TASKS:
1/ In the article on brain scans below, decide whether each statement agrees with the text. Answer yes or no for each and quote the deciding words.
(a) The study included 83 volunteers aged 49 to 84 years.
(b) Every subject in the study received an MRI scan.
(c) Follow-up scans two years later were done on 12 research subjects.
2/ According to the article on brain scans below, in which areas of the brain does amyloid typically accumulate?
3/ Please quote the article on brain scans below from "Brain scans confirm" up to and including "conventional imaging techniques.".

Brain scans confirm that amyloid plaque and tangles are present in the brains of people with mild cognitive impairment, a finding that will enable researchers to track and understand development of Alzheimer’s disease in real time, according to an article in the December 21 issue of the New England Journal of Medicine.

Researchers at the University of California Los Angeles used positron emission tomography (PET) imaging with a small molecule they had developed that binds to amyloid protein in the brain. Previously, only an autopsy could identify deposits and confirm a definitive diagnosis.

In the current study, researchers found that the new method was able to track disease progression over a two-year period and was more effective in differentiating patients with Alzheimer’s disease and mild cognitive impairment from normal study subjects than conventional imaging techniques.

“The study suggests that we may now have a new diagnostic tool for detecting pre-Alzheimer’s conditions to help us identify those at risk, perhaps years before symptoms become obvious,” said Dr. Gary Small, Parlow-Solomon Professor on Aging, lead study author and a professor with the Semel Institute for Neuroscience and Human Behavior at UCLA.

“This imaging technology may also allow us to test novel drug therapies and manage disease progression over time, possibly protecting the brain before damage occurs.”

The study included 83 volunteers aged 49 to 84 years. Based on cognitive testing, 25 patients had Alzheimer’s disease, 28 had mild cognitive impairment, and 30 were normal controls.

Researchers performed scans after intravenously injecting volunteers with the new chemical marker FDDNP, a molecule that binds to amyloid plaque and tangle in the brain.

Scientists found distinct differences among people with normal brain aging, patients with Alzheimer’s disease, and people with mild cognitive impairment:
The more advanced the disease, the higher the FDDNP concentration in areas where amyloid typically accumulates, the temporal, parietal and frontal lobes. Patients with Alzheimer’s disease showed the most FDDNP binding, indicating a higher level of plaques and tangles compared with amounts in other subjects.

“We could see the definitive patterns starting early in patients with mild cognitive impairment and advancing in those with Alzheimer’s disease,” said
Jorge Barrio, PhD, a coauthor and professor of medical and molecular pharmacology, David Geffen School of Medicine at UCLA.

All subjects also were scanned using the conventional chemical marker FDG, which measures metabolic function and had previously been used in aiding diagnosis of Alzheimer’s disease. In addition, 72 subjects received magnetic resonance imaging (MRI) scans.

Researchers performed follow-up scans two years later on 12 research subjects using FDDNP-PET. Patients who grew worse ? declining from normal cognitive function to mild cognitive impairment or from mild cognitive impairment to Alzheimer’s disease ? showed an increase of FDDNP binding between 5 and 11 percent compared with their previous brain scans, suggesting an increase in plaques and tangles.

A brain autopsy completed on a follow-up Alzheimer’s patient who died 14 months later showed high plaque and tangle concentrations in areas that had previously demonstrated high FDDNP binding values on the PET scan.

“This is the first time this pattern of plaque and tangle accumulation has been tracked in living humans over time in a longitudinal study,” said Small.

EXTRACTED ENTRIES:
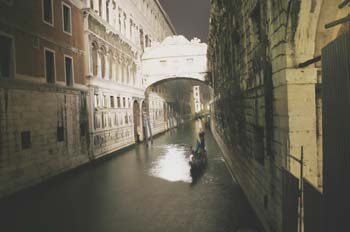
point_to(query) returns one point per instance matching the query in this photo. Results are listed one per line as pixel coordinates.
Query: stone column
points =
(99, 64)
(107, 63)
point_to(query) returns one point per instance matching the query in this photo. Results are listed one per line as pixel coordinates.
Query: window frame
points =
(70, 19)
(54, 64)
(65, 71)
(52, 24)
(12, 54)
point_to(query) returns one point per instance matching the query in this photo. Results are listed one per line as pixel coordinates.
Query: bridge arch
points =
(174, 58)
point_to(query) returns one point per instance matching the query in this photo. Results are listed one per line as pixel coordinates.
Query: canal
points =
(146, 189)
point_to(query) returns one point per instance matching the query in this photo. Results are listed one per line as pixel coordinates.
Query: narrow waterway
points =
(146, 189)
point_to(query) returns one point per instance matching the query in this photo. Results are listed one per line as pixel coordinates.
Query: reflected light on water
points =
(173, 165)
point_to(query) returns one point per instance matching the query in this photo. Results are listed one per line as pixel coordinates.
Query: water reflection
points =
(173, 166)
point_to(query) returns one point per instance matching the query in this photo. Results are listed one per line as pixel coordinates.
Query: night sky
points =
(189, 17)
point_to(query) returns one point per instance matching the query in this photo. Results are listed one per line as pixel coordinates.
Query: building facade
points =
(116, 35)
(267, 80)
(43, 98)
(197, 99)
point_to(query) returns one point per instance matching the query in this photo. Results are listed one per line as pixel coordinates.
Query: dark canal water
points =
(146, 189)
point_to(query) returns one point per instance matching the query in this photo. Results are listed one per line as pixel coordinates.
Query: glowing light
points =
(173, 166)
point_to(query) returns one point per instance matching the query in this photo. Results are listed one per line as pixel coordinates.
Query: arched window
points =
(94, 53)
(103, 62)
(111, 63)
(100, 7)
(107, 10)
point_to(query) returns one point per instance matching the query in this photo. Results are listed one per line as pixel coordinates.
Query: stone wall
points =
(267, 97)
(43, 133)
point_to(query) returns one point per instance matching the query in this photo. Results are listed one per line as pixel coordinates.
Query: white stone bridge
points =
(176, 57)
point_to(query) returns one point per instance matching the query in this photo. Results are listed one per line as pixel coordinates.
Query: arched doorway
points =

ANSWERS GIVEN:
1/
(a) Yes: "The study included 83 volunteers aged 49 to 84 years."
(b) No: "In addition, 72 subjects received magnetic resonance imaging (MRI) scans."
(c) Yes: "Researchers performed follow-up scans two years later on 12 research subjects using FDDNP-PET."

2/ The temporal, parietal and frontal lobes.

3/
Brain scans confirm that amyloid plaque and tangles are present in the brains of people with mild cognitive impairment, a finding that will enable researchers to track and understand development of Alzheimer’s disease in real time, according to an article in the December 21 issue of the New England Journal of Medicine.

Researchers at the University of California Los Angeles used positron emission tomography (PET) imaging with a small molecule they had developed that binds to amyloid protein in the brain. Previously, only an autopsy could identify deposits and confirm a definitive diagnosis.

In the current study, researchers found that the new method was able to track disease progression over a two-year period and was more effective in differentiating patients with Alzheimer’s disease and mild cognitive impairment from normal study subjects than conventional imaging techniques.